Natural-language object grounding data

□ □ □ □ □

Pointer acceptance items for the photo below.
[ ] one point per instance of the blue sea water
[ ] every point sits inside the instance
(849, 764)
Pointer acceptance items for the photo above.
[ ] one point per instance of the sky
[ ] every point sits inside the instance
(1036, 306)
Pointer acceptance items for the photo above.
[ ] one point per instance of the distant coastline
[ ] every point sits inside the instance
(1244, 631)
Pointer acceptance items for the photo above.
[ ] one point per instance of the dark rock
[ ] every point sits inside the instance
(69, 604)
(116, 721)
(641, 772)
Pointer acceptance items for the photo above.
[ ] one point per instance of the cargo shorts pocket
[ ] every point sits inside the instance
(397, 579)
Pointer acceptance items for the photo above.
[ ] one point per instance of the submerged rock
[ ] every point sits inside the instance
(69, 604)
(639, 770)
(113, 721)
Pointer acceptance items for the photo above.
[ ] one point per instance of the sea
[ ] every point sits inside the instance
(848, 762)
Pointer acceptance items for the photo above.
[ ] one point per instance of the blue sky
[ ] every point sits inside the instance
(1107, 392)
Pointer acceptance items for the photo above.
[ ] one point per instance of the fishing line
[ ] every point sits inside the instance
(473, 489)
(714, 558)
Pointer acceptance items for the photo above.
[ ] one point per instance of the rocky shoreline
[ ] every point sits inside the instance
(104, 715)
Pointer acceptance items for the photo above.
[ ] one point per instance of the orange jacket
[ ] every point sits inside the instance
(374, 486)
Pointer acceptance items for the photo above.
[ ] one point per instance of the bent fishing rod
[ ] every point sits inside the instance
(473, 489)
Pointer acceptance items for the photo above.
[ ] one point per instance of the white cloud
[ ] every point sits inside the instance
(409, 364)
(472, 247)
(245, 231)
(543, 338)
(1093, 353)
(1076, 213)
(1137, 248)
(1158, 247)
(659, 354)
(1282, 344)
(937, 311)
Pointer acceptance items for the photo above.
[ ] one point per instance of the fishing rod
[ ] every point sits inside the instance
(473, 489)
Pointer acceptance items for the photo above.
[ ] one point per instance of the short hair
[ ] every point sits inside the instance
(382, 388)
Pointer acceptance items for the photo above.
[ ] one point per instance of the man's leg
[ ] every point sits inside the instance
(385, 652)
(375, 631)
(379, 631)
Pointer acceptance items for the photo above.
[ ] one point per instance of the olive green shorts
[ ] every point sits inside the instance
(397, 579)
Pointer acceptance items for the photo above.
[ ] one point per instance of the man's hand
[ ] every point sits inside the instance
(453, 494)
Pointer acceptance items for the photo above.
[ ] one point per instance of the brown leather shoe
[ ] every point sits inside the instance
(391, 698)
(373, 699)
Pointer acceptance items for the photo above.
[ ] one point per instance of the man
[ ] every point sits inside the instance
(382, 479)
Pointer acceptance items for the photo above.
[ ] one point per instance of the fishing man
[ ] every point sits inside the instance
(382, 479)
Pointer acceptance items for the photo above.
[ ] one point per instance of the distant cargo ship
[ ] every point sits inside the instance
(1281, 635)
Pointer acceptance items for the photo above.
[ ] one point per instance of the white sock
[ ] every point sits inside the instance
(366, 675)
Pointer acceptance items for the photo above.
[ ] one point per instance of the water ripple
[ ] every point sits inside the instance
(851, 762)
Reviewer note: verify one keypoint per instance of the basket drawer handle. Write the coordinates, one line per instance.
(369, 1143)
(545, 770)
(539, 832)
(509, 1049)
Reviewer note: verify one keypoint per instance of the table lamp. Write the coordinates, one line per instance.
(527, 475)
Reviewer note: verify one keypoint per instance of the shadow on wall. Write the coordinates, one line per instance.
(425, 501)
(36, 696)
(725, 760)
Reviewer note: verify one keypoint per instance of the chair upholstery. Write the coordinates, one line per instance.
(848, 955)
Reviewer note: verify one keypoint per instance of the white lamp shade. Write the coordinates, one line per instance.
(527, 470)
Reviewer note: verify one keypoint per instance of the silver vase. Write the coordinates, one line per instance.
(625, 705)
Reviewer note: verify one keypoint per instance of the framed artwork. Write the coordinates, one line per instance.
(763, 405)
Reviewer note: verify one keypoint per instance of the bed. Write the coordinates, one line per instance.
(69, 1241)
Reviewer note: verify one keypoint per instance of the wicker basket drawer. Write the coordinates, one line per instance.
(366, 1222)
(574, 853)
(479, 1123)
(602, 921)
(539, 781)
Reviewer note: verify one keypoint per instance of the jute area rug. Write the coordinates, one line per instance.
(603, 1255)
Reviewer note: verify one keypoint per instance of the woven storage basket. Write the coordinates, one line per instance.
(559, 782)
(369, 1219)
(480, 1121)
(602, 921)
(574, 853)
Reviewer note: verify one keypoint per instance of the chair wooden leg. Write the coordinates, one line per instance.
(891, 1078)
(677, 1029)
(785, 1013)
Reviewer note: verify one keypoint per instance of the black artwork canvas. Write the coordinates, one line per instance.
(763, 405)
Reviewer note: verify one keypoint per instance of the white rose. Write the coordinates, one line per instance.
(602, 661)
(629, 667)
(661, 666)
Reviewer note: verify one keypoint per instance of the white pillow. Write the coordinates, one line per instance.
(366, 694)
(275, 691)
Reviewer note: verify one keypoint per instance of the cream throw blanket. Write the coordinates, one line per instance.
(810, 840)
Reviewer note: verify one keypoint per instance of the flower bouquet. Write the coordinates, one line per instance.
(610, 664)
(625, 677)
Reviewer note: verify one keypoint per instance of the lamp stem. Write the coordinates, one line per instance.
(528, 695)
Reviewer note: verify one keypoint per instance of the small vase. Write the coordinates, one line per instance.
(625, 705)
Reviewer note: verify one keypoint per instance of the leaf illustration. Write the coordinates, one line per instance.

□ □ □ □ □

→ **What is needed**:
Every line of the data should be output exactly as it was given.

→ **Finished exercise**:
Pointer acceptance items for the photo below.
[ ] one point per instance of the blue sea water
[ ] every point sits inside the instance
(849, 764)
Pointer acceptance items for the photo above.
[ ] one point per instance of the sky
[ ] every point sits inside the instance
(1036, 306)
Pointer acceptance items for the photo above.
[ ] one point per instance of the distant coastline
[ ] every point sits inside the instance
(1244, 631)
Pointer acceptance items for the photo above.
[ ] one point per instance of the dark rock
[ ] every point sits inside the instance
(69, 604)
(116, 721)
(641, 772)
Pointer acceptance items for the photo above.
[ ] one point per instance of the cargo shorts pocket
[ ] every point sits inside the instance
(397, 579)
Pointer acceptance items for the photo above.
[ ] one point per instance of the submerged rock
[ ] every point sits inside the instance
(69, 604)
(639, 770)
(113, 721)
Pointer acceptance items for the photo above.
[ ] one point per instance of the sea
[ ] every point sits inside the instance
(848, 762)
Pointer acceptance items for the photo above.
[ ] one point per instance of the blue sky
[ ] every point sits inside the instance
(1107, 392)
Pointer acceptance items for the photo above.
[ ] one point per instance of the fishing line
[ ] every point sits inside the instance
(473, 489)
(714, 558)
Pointer acceptance items for the photo above.
[ ] one point per instance of the rocky shoreline
[ ] every point sits inside the instance
(104, 715)
Pointer acceptance items for the photo above.
[ ] one point per instance of the orange jacket
[ ] every point sits inside the instance
(374, 486)
Pointer acceptance items for the photo above.
[ ] one point per instance of the bent fishing rod
[ ] every point sits inside the instance
(473, 489)
Pointer acceptance items for the photo above.
[ ] one point per instance of the white cloud
[ ] every point sits inside the instance
(409, 364)
(472, 247)
(245, 231)
(543, 338)
(1093, 353)
(1076, 213)
(1137, 248)
(1158, 247)
(659, 354)
(1282, 344)
(937, 311)
Pointer acceptance items for the photo above.
[ ] one point per instance of the fishing rod
[ ] every point sits inside the instance
(473, 489)
Pointer acceptance items for the photo above.
[ ] one point per instance of the short hair
[ ] every point sits inside the instance
(382, 388)
Pointer acceptance items for the photo above.
[ ] one point per instance of the man's leg
[ ] every point sits inside the instance
(385, 652)
(375, 631)
(379, 631)
Pointer acceptance items for the photo above.
[ ] one point per instance of the olive green shorts
[ ] every point sits inside the instance
(397, 579)
Pointer acceptance items for the photo above.
[ ] one point per instance of the man's hand
[ ] every point sits inside the instance
(453, 494)
Pointer acceptance items for the photo above.
[ ] one point per instance of the brown leather shoe
[ ] every point sits inside the instance
(391, 698)
(373, 699)
Pointer acceptance items for the photo above.
[ ] one point per instance of the man
[ ] every point sits inside the instance
(382, 479)
Pointer acceptance items for the photo above.
[ ] one point per instance of the fishing man
[ ] every point sits inside the instance
(382, 479)
Pointer acceptance items for the photo above.
[ ] one point per instance of the distant cargo ship
[ ] every point sits inside the instance
(1281, 635)
Pointer acceptance items for the photo above.
[ ] one point per instance of the white sock
[ ] every point sits inside the instance
(366, 675)
Pointer acceptance items for the photo above.
[ ] one point per instance of the water ripple
[ ] every point sits inside the instance
(851, 762)
Reviewer note: verify one keypoint per instance of the basket drawer handle. Write the coordinates, one line per instance.
(369, 1143)
(545, 770)
(539, 832)
(509, 1049)
Reviewer note: verify one keypoint per instance of the table lamp. Write the coordinates, one line per instance.
(527, 475)
Reviewer note: verify one keypoint per instance of the shadow on wall. Write the coordinates, one line per instance.
(425, 501)
(36, 696)
(725, 760)
Reviewer note: verify one keypoint per instance of the chair upholstery. Write the coordinates, one line per instance.
(848, 955)
Reviewer note: verify one keypoint per instance of the white lamp shade. Write the coordinates, one line per instance.
(527, 470)
Reviewer note: verify one keypoint per instance of the silver vase. Write the coordinates, one line per instance.
(625, 705)
Reviewer note: verify one keypoint per instance of the framed artwork. Write the coordinates, one line per instance.
(763, 405)
Reviewer note: verify one keypoint per instance of the bed. Write the coordinates, one line per instance.
(69, 1241)
Reviewer note: verify one keypoint per instance of the wicker basket drawer. Write the coordinates, one line per instance.
(366, 1222)
(574, 853)
(479, 1123)
(602, 921)
(539, 781)
Reviewer note: verify one keypoint per instance of the jute area rug. Write the coordinates, one line per instance.
(603, 1255)
Reviewer note: verify one keypoint per instance of the woven storage basket. Write the coordinates, one line per instance.
(559, 782)
(369, 1219)
(480, 1121)
(602, 921)
(574, 853)
Reviewer note: verify one keypoint per instance of the chair wooden leg. Write the coordinates, one line per instance.
(891, 1078)
(677, 1029)
(785, 1013)
Reviewer note: verify one keypoint per instance of the black artwork canvas. Write the coordinates, one line per instance.
(763, 405)
Reviewer note: verify one keypoint per instance of the white rose. Write the coordinates, one line per instance.
(602, 661)
(629, 667)
(661, 666)
Reviewer note: verify one keypoint per instance of the white pillow. Write the coordinates, one line per instance.
(366, 694)
(275, 691)
Reviewer note: verify one keypoint per instance of the cream throw blanket. Write the coordinates, one line per instance.
(810, 840)
Reviewer note: verify one keypoint per instance of the flower bouquet. Write the coordinates, one line per instance.
(610, 664)
(625, 677)
Reviewer note: verify one keypoint per instance of the lamp stem. Write the coordinates, one line per instance.
(528, 695)
Reviewer note: verify one keypoint per instance of the small vase. Write the coordinates, one line per instance.
(625, 705)
Reviewer note: verify one keypoint per instance of the leaf illustration. Write the coordinates, one line per instance.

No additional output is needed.